Aim:
Reproduce the listing below without changes, except that pictures are left out.

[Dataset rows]
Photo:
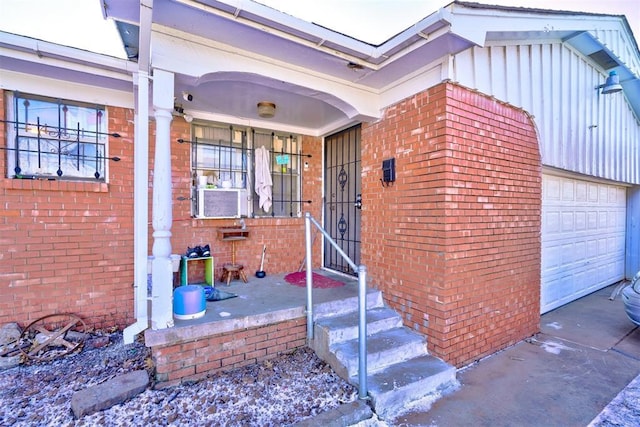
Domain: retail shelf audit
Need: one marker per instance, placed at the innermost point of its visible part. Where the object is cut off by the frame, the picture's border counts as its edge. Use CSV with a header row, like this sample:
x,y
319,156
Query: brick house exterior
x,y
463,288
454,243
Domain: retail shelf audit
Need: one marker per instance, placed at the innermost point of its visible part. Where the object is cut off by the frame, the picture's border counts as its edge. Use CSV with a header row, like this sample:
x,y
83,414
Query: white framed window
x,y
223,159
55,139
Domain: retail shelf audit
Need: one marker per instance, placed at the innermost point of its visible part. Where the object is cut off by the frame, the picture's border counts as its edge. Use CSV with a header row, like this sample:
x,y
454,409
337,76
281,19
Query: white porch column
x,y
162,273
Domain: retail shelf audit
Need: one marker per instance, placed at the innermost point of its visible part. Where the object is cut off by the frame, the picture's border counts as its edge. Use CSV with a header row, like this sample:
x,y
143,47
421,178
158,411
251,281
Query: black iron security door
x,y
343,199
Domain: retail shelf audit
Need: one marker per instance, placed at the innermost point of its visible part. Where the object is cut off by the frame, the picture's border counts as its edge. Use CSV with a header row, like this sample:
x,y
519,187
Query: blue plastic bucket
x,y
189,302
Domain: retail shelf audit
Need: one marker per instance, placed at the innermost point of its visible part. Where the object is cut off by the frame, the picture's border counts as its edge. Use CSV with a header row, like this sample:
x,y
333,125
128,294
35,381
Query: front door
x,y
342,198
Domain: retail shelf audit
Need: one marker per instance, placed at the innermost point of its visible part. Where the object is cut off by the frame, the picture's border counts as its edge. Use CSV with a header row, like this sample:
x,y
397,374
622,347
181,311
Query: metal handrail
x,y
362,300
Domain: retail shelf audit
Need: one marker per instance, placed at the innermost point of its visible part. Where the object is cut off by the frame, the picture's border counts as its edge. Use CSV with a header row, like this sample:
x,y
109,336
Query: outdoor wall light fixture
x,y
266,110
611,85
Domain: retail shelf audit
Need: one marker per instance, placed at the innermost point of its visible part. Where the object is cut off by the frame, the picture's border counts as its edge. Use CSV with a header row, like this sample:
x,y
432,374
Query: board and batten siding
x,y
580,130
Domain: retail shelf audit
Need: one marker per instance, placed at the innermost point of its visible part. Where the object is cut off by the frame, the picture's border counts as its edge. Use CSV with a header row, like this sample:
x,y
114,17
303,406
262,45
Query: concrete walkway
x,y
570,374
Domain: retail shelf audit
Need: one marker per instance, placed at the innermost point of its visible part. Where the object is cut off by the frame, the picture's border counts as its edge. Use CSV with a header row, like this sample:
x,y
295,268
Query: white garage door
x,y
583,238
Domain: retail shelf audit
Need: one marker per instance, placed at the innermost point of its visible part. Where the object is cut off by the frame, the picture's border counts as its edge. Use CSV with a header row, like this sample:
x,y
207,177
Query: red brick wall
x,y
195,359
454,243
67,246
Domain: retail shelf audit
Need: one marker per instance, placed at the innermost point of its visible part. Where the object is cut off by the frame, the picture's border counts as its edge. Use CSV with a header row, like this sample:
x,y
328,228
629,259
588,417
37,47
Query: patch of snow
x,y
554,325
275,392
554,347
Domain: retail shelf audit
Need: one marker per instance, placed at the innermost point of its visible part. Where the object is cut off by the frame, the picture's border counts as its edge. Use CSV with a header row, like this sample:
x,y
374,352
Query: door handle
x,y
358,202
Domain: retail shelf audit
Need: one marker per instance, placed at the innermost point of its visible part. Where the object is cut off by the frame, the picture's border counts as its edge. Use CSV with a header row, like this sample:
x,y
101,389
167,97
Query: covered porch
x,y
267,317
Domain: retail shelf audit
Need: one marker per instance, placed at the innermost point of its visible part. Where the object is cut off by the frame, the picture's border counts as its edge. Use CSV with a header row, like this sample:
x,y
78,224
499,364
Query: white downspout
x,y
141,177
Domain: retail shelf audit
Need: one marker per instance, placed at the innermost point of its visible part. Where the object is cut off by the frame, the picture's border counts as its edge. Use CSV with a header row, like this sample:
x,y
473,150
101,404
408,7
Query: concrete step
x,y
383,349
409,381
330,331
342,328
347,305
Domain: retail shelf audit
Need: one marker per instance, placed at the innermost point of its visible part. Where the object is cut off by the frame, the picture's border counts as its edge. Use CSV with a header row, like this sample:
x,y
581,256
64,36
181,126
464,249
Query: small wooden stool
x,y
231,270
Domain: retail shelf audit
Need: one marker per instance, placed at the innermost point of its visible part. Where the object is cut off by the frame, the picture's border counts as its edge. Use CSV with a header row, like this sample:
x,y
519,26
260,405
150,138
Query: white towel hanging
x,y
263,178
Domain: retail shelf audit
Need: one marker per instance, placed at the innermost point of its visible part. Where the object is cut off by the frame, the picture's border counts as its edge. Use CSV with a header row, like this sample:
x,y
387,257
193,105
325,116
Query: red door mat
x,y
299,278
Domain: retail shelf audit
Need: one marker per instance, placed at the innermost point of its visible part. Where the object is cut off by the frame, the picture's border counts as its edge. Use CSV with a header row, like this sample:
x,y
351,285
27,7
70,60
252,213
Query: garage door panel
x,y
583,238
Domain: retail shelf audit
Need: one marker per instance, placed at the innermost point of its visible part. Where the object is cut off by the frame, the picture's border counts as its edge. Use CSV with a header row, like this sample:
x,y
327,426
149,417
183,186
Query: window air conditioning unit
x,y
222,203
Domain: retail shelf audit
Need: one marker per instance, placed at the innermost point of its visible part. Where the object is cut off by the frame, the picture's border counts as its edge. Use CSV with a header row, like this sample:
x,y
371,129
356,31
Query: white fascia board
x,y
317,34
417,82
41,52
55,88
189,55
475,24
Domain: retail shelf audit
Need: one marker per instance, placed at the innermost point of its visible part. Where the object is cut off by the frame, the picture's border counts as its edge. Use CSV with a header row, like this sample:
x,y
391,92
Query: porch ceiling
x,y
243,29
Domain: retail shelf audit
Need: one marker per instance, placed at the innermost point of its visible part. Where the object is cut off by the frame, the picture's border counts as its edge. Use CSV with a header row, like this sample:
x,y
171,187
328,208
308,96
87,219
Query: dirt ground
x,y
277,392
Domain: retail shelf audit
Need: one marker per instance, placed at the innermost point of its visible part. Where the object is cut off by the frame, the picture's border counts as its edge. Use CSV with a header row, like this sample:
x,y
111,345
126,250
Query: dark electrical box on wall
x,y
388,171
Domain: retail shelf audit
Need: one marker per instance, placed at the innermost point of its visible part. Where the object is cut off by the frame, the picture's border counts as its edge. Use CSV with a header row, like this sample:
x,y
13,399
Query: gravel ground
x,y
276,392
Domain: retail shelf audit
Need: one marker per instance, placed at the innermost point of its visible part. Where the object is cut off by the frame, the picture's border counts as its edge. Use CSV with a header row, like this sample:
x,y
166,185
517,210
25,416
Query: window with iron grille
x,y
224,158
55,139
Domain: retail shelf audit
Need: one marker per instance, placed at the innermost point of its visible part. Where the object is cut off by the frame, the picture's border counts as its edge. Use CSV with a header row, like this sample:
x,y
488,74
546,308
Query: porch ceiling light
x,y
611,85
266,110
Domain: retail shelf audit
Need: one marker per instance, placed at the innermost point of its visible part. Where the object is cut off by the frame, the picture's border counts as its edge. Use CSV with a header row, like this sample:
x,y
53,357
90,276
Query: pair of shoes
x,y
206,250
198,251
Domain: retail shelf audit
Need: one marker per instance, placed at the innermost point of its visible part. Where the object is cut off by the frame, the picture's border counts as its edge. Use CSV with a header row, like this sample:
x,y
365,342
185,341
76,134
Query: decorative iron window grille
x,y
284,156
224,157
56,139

Exercise answer:
Photo:
Domain: retail shelf audit
Need: one marker per instance, placed at the innermost point of its visible part. Where the object is cut off by the frame, the picture's border counts as its edge. Use CSV with a header row, like this sample:
x,y
319,156
Query: brick house exterior
x,y
463,288
454,243
Domain: retail shelf audit
Need: one marker per instance, placed at the innermost point of its visible part. Where the object is cut off by the frame, the picture's border counts as its edge. Use CSV with a header row, like this sample:
x,y
83,414
Query: white framed window
x,y
223,159
55,139
Domain: retail shelf audit
Need: one marker per instance, placed at the innermost point of its visible part. Where the object is cut off by the frame, the picture's border counts as its edge. Use CSV with a header row, like this sample:
x,y
454,409
337,76
281,19
Query: white porch column
x,y
162,273
Domain: retail shelf audit
Need: one marker per instance, placed at the innermost point of its visible part. Where the object is cut off by the frame, the picture's border counts as its edge. Use CSV with a header row, like this sample:
x,y
143,47
421,178
158,411
251,281
Query: black iron security door
x,y
343,199
Domain: retail shelf audit
Need: one marker per instance, placed at the innermost point of its visible part. Where the object is cut off by the frame, the picture's border counts as its edge. Use CSV with a header row, like this sample:
x,y
519,187
Query: blue plastic bucket
x,y
189,302
Domain: retail shelf audit
Need: one marker per instance, placed at the innermost point of its visible part. Where the object is cut off by the frame, the picture's border counts as its edge. Use CSV with a header row, like this sample:
x,y
333,125
128,294
35,381
Query: front door
x,y
342,198
Domain: retail shelf audit
Need: one marker per instance, placed at the innermost point of its visible part. Where the object is cut off by the frame, the picture's border counts as its edge. Use CSV with a header row, like this sample:
x,y
397,374
622,347
181,311
Query: metal handrail
x,y
362,300
Domain: retail shelf audit
Need: one marker per instance, placed at the innermost point of its visible part. Where the object is cut off by the frame, the picture's border counts as its edge. Use CSV with a header row, like this sample:
x,y
109,336
Query: outdoor wall light fixture
x,y
266,110
611,85
Domain: retail shelf audit
Need: one marker per instance, placed at the innermost point of its visible part. Where the object is cut off by the frame, the picture's border counts as its edge. Use CSV with a header row, like this sample:
x,y
432,374
Query: board and batten siding
x,y
580,130
Domain: retail shelf audit
Need: one marker per instance, placed at the innermost point of its visible part. Where the object is cut off by the frame, the picture's border counts as its edge. Use CSV with a header row, like this sample:
x,y
114,17
303,406
262,45
Query: concrete walkway
x,y
570,374
Domain: retail shelf audit
Need: one marker per instance, placed at the innermost point of its visible part. Where the object is cut off by the frame, the picture's border counts as its edge. Use CSV with a header row, like this sample:
x,y
295,268
Query: white garage door
x,y
583,238
Domain: retail shelf audit
Need: one marker per instance, placed at the innermost point of its visible part. Where the object is cut off by the frame, the picture's border counts as its edge. Use CSV with a header row, like this sample:
x,y
207,177
Query: red brick wall
x,y
195,359
454,243
67,246
Domain: retail shelf audit
Need: one marker per instance, placed at the innermost point of its visible part. Where the object is cut off by the frame, the picture's border counts as its edge. Use CSV with a header row, like this sample:
x,y
328,228
629,259
588,417
37,47
Query: patch of snow
x,y
554,325
275,392
554,347
Domain: retail shelf audit
Need: one marker per instance, placed at the innermost point of its visible part. Where the object is cut off by the frame, the picture's border counts as its edge. Use CSV with a header row, like this sample:
x,y
374,352
Query: door handle
x,y
358,202
Domain: retail shelf audit
Need: one marker per instance, placed at the innermost point of its visible part. Where the object is cut off by the frame, the picture's border counts as its edge. Use CSV with a header row, like this sample:
x,y
101,389
167,97
Query: covered porch
x,y
267,317
Domain: retail shelf audit
Need: one marker per instance, placed at the innermost point of its visible part. Where the object is cut off by the frame, the picture's border counts as its edge. Use CSV with a header row, like this sample:
x,y
78,224
499,364
Query: white downspout
x,y
141,177
Domain: retail shelf audit
Need: one marker per instance, placed at the innermost point of its visible part. Where the object is cut off by the frame, the picture's border counts as its edge. Use CSV with a header row, like this sample:
x,y
473,150
101,404
408,7
Query: concrete step
x,y
383,349
409,381
330,331
342,328
347,305
Domain: retail shelf audit
Need: one marker per instance, placed at the innermost point of its visible part. Where the object is cut off by the frame, the picture's border counts as its edge. Use CSV with a header row, like this sample:
x,y
581,256
64,36
181,126
464,249
Query: small wooden stool
x,y
231,270
Domain: retail shelf audit
Need: one marker per instance, placed at the innermost point of its visible part. Where the object is cut off by the frame, the picture's border counts as its edge. Use CSV with a header row, like this sample:
x,y
519,26
260,405
150,138
Query: white towel hanging
x,y
263,178
Domain: retail shelf audit
Need: one marker per instance, placed at the innermost point of its visible part. Where the object is cut off by the frame, the picture's border counts as its edge. Use CSV with a header row, like this sample:
x,y
387,257
193,105
325,116
Query: red door mat
x,y
299,278
Domain: retail shelf audit
Need: one marker per instance, placed at the innermost point of its visible part. Where the object is cut off by the frame, the picture's border counts as its edge. Use CSV with a header row, like this sample:
x,y
351,285
27,7
70,60
252,213
Query: garage door panel
x,y
583,238
Domain: retail shelf audit
Need: one marker per instance, placed at the innermost point of its visible part. Where the object is cut off by the frame, the picture's border counts as its edge. Use CSV with a header row, like this sample:
x,y
327,426
149,417
183,186
Query: window air conditioning unit
x,y
222,203
Domain: retail shelf audit
Need: one marker per instance, placed at the innermost point of its visible part. Where the object is cut off by the frame, the picture's border counts as its edge. Use CSV with a header row, like this sample:
x,y
371,129
356,31
Query: white fascia board
x,y
317,34
417,82
41,52
55,88
189,55
475,24
Domain: retail shelf audit
Need: one marker per instance, placed at the innermost point of its visible part. Where the object is cut off by the frame, the picture's border counts as its edge. Use CSV with a header row, like this sample:
x,y
391,92
Query: porch ceiling
x,y
243,29
Domain: retail shelf audit
Need: one marker per instance, placed at the innermost point of its visible part. Where the object is cut off by the frame, the picture's border counts as its edge. Use CSV with a header row, like this sample:
x,y
171,187
328,208
308,96
87,219
Query: dirt ground
x,y
277,392
Domain: retail shelf audit
Need: one marker per instance, placed at the innermost point of its visible part. Where the object is cut off by the frame, the picture's border counts as its edge. Use CSV with a header row, like this sample:
x,y
111,345
126,250
Query: dark electrical box on wall
x,y
388,171
Domain: retail shelf audit
Need: one marker per instance, placed at the innermost point of its visible part. Where the object is cut off by the frame, the picture's border counts as its edge. Use CSV with a header row, like this sample:
x,y
13,399
Query: gravel ground
x,y
276,392
Domain: retail shelf audit
Need: one marker per instance, placed at the innermost point of its visible part. Where the object is cut off by the frame, the picture's border counts as its edge. Use CSV with a header row, like this sample:
x,y
166,185
517,210
25,416
Query: window with iron grille
x,y
224,158
55,139
Domain: retail shelf audit
Need: one marker per instance, placed at the innermost point of its visible part. Where the object is cut off by the frame, the picture's border counts as its edge. Use CSV with a header row, like this sample:
x,y
488,74
546,308
Query: porch ceiling light
x,y
611,85
266,110
Domain: retail shelf audit
Need: one marker per instance, placed at the innermost point of its visible part. Where the object is cut off by the frame, the picture's border counts as its edge. Use CSV with a header row, like this sample:
x,y
53,357
90,276
Query: pair of shoes
x,y
206,250
198,251
Domain: retail shelf audit
Need: one marker per instance, placed at the innermost point of its visible part. Where the object is cut off by the frame, the picture's border counts as its edge. Use CSV with a header row, like this sample:
x,y
365,342
185,341
76,134
Query: decorative iron window grille
x,y
284,156
224,157
56,139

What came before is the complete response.